## Aim of the exercise
Can you quote exactly the stretch of lines from the one with "If you could pick out the cream" through the final line of the material, both ends included?

─── Data excerpts ───

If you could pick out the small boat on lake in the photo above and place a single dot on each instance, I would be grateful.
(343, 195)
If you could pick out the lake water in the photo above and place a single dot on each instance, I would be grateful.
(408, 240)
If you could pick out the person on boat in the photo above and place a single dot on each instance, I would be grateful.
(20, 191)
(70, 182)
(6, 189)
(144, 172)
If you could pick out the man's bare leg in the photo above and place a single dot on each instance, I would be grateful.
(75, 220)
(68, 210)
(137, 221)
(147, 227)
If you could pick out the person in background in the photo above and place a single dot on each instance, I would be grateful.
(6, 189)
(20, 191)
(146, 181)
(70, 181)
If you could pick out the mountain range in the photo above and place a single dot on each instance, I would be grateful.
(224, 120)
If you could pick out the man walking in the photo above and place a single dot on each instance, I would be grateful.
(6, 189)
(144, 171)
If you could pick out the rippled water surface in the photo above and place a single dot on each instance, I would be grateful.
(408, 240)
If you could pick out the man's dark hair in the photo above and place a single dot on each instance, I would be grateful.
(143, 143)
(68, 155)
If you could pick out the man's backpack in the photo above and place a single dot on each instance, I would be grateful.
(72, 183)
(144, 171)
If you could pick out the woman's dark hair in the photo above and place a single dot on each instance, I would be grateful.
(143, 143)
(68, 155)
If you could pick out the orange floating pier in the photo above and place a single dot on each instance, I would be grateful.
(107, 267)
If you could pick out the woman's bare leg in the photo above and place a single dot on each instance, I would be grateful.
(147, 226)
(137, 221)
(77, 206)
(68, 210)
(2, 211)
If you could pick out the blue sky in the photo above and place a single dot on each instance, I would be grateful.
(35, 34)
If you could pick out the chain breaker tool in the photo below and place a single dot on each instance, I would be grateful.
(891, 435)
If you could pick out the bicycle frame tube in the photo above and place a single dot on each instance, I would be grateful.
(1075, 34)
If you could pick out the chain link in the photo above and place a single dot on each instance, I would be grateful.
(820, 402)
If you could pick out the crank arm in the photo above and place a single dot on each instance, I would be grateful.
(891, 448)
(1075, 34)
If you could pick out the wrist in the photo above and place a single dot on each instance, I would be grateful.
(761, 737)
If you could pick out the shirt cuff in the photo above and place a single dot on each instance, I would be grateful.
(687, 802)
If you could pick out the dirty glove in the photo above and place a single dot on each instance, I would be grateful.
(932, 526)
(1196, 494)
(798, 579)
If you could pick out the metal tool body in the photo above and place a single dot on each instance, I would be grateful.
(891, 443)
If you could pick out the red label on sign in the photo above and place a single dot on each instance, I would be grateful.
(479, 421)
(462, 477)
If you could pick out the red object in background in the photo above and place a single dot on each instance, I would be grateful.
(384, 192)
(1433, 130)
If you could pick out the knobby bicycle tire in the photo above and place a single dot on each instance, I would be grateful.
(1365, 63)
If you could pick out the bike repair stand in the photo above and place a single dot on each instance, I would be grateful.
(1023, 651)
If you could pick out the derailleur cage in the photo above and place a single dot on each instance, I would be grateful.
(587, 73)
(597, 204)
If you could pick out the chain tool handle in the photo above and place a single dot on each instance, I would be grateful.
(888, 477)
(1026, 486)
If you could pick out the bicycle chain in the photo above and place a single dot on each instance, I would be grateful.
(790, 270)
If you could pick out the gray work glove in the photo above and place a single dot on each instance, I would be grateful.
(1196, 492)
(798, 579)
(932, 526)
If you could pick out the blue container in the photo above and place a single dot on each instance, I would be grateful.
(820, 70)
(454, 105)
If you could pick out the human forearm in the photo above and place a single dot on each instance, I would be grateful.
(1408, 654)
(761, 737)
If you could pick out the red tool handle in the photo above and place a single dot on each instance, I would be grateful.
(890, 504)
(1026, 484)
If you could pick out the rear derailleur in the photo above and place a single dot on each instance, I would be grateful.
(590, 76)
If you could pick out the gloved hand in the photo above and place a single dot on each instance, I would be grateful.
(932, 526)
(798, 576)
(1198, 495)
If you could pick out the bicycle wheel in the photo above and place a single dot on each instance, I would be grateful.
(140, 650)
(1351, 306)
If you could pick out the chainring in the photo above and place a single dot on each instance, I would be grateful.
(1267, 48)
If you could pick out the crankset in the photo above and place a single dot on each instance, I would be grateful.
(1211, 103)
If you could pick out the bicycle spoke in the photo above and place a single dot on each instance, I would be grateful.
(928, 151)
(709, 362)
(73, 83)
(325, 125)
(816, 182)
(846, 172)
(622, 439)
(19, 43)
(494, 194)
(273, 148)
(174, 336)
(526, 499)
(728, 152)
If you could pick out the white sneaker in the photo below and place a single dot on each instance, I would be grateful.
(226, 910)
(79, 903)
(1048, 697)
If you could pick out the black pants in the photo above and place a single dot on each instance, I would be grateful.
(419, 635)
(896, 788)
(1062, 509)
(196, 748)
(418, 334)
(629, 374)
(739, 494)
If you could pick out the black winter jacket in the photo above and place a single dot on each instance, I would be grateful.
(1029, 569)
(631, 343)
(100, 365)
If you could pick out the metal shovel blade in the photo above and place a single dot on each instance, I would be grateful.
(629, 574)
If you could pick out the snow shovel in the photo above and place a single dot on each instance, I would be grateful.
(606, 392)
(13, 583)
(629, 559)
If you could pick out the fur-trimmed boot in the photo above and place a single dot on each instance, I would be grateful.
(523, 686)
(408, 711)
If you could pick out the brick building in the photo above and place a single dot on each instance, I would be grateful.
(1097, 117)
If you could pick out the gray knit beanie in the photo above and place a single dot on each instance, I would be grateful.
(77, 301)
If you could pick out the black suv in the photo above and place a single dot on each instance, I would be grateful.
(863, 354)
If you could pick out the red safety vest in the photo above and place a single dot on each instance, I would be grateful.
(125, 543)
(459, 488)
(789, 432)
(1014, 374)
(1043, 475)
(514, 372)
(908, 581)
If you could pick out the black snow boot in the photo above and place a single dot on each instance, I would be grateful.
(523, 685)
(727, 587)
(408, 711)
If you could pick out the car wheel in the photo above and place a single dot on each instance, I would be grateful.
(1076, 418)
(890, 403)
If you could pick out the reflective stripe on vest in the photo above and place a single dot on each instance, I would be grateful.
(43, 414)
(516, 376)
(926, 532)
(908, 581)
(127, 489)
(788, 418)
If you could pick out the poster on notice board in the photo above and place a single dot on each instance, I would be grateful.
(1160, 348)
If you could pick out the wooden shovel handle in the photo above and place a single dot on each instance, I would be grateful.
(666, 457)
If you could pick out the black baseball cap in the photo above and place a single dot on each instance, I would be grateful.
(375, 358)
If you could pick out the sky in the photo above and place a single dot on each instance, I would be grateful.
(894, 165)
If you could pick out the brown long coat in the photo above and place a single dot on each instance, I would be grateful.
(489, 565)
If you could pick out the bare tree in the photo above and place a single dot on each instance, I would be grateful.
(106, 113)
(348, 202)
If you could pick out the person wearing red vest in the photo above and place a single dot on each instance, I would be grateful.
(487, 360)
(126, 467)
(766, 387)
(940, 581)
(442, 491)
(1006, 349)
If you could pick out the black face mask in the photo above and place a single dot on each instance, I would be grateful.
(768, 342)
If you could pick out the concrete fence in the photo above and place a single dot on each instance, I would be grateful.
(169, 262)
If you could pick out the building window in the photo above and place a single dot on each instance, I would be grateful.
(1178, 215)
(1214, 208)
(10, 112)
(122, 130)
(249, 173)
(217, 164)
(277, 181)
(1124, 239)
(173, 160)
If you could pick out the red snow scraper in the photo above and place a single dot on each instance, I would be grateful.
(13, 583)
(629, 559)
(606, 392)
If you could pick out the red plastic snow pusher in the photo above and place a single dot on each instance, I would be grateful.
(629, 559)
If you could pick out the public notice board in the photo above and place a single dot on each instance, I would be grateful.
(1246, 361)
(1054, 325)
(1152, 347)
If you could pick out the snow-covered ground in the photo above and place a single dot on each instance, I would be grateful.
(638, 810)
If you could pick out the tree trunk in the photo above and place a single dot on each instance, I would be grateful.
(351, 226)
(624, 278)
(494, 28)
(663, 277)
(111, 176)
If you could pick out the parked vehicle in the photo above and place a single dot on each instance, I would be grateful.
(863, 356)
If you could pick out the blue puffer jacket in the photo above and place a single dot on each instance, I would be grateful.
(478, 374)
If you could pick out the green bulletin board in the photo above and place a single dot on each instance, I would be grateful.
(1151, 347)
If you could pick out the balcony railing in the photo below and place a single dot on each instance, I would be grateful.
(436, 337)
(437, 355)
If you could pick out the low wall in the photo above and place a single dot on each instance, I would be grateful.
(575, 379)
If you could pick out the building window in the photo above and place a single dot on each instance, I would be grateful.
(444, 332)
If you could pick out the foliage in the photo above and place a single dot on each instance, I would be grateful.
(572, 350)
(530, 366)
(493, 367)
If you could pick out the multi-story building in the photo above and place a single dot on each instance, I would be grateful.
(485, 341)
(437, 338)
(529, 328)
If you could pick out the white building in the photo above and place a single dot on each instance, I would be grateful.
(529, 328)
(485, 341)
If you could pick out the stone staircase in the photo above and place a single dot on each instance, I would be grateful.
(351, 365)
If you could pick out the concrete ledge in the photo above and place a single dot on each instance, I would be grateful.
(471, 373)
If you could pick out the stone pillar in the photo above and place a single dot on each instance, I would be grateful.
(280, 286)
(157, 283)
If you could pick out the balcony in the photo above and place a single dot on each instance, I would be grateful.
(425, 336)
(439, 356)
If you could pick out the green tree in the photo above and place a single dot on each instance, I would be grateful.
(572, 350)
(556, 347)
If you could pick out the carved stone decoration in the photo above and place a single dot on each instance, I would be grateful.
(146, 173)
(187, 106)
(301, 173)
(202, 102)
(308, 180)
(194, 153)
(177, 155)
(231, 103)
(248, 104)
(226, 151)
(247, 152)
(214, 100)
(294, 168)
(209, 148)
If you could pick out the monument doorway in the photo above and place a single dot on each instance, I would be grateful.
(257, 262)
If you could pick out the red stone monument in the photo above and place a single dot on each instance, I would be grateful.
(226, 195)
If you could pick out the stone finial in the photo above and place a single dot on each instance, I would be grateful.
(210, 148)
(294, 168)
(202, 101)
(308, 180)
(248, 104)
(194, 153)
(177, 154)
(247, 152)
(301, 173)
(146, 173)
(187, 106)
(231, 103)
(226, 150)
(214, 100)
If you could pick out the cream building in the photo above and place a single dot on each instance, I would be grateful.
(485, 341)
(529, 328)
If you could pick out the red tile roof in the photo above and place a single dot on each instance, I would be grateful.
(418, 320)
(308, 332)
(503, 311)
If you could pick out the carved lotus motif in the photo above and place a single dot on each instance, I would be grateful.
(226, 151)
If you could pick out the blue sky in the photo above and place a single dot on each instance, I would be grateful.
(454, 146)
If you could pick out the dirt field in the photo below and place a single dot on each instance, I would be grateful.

───

## Answer to the problem
If you could pick out the cream building in the photo above and place a single dot on each instance, I would be grateful.
(485, 341)
(529, 328)
If you could pick out the red tile roof in the photo above and place a single dot on each instance, I would be grateful.
(418, 320)
(308, 332)
(503, 311)
If you could pick out the carved lotus motif in the photo above and place a single dot on each instance, I would be grateful.
(226, 151)
If you could pick out the blue sky in the photo above and place a single dot on each instance, I would be grateful.
(454, 146)
If you could pick out the dirt field in the photo below and place a single dot on each instance, I would be grateful.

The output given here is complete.